Он быстро обсудил этот вопрос с политическим комиссаром (каждое подразделение Вьетминя управлялось 'командным комитетом', в котором политический комиссар имел решающий голос даже в тактических вопросах. Прим. автора). Здесь были только два члена командования [армии] и [коммунистической] партии, так как заместитель командира и помощник комиссара ушли на равнину [Туйхоа] с отдельным батальоном. Телефонисты передавали огневые задачи:
— Навесной огонь — минометам и пулеметам, продлить огневую задачу еще на пять минут — израсходовать все боеприпасы.
Что происходит?
Все это произошло так давно, что я уже не помню точного содержания послания от штаба зоны, но основные его части звучали так: 'Из достоверных источников нам стало известно, что сегодня ночью противник привел в Плей-Рин мобильную группу ?100, 4-й батальон 2-го полка Иностранного легиона и одну бронетанковую часть (разведка противника была по существу точной. Вероятно они перепутали 2-й Корейский батальон с подразделением Иностранного легиона из-за его размера и в подавляющем большинстве европейского этнического состава. Бронетехника конечно, была 3-го эскадрона 5-го бронетанкового полка. Прим. автора). Его намерения состоят в том, чтобы начать крупномасштабную операцию по зачистке До Дак-Бот, чтобы уничтожить вас. Воздушная поддержка ожидается из Турана и Нячанга. К вашему сведению.'
Это означало, что мы атаковали войска, в восемь раз превосходящие наши, сформированные из европейских элитных подразделений, со всем их моторизированным снаряжением и артиллерией. Можно себе представить беспокойство моего командира и тяжесть ответственности, которую он почувствовал на своих плечах при мысли о судьбе своего подразделения. Наши разведчики слишком недолго изучали обстановку, открытая территория не позволяла им приближаться днем!

Фрагменты данных об указании точек:

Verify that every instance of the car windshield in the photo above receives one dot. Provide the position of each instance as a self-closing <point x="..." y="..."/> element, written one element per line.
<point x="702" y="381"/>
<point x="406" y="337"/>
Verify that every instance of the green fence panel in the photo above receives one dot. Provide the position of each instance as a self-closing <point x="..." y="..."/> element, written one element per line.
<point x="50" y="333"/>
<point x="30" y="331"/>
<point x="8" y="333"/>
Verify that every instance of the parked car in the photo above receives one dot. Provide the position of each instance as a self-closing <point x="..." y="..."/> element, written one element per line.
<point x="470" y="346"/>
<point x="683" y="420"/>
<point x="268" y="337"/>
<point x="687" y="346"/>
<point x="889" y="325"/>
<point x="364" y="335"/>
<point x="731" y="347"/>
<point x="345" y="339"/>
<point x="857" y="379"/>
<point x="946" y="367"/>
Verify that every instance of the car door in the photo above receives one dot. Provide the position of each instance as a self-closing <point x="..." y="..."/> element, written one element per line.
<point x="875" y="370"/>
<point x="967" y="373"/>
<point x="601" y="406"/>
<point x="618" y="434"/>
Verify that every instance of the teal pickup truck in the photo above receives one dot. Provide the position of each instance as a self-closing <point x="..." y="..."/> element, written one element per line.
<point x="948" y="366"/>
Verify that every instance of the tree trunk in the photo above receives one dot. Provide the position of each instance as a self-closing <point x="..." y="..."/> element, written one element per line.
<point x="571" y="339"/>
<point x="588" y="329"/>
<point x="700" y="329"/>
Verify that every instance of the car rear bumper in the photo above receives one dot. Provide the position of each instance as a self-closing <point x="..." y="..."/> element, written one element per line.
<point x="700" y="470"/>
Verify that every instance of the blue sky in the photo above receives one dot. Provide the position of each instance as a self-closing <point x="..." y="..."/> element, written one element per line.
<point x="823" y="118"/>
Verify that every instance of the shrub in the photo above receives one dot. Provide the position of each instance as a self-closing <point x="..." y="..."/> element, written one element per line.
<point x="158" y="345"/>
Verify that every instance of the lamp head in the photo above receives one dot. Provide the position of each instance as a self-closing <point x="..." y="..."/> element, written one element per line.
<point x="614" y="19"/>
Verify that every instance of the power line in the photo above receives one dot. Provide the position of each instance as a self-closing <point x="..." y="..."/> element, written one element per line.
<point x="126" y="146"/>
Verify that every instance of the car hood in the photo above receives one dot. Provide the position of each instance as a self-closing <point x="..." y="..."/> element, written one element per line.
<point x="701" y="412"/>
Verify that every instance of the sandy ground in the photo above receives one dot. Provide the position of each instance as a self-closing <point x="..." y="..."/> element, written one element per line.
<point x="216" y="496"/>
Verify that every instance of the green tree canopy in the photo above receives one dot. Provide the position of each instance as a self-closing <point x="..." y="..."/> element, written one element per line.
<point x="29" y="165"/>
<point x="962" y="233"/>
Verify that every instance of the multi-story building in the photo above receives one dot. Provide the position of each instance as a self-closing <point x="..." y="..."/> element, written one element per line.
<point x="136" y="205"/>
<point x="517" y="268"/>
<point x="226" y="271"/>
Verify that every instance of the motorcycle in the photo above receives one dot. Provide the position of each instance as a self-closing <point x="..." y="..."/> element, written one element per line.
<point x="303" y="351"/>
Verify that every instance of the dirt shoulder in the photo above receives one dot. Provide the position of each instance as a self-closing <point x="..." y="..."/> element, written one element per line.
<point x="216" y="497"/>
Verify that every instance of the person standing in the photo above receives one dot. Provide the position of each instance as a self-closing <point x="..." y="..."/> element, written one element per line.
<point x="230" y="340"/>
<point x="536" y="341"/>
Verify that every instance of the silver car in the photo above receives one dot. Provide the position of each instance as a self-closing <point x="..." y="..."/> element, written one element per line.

:: Задание ::
Воспроизведите дословно часть фрагмента между словами «Он быстро обсудил» и «израсходовать все боеприпасы.» включительно. Строки представляют собой отдельный материал, не связанный с фрагментом.

:: Результат выполнения ::
Он быстро обсудил этот вопрос с политическим комиссаром (каждое подразделение Вьетминя управлялось 'командным комитетом', в котором политический комиссар имел решающий голос даже в тактических вопросах. Прим. автора). Здесь были только два члена командования [армии] и [коммунистической] партии, так как заместитель командира и помощник комиссара ушли на равнину [Туйхоа] с отдельным батальоном. Телефонисты передавали огневые задачи:
— Навесной огонь — минометам и пулеметам, продлить огневую задачу еще на пять минут — израсходовать все боеприпасы.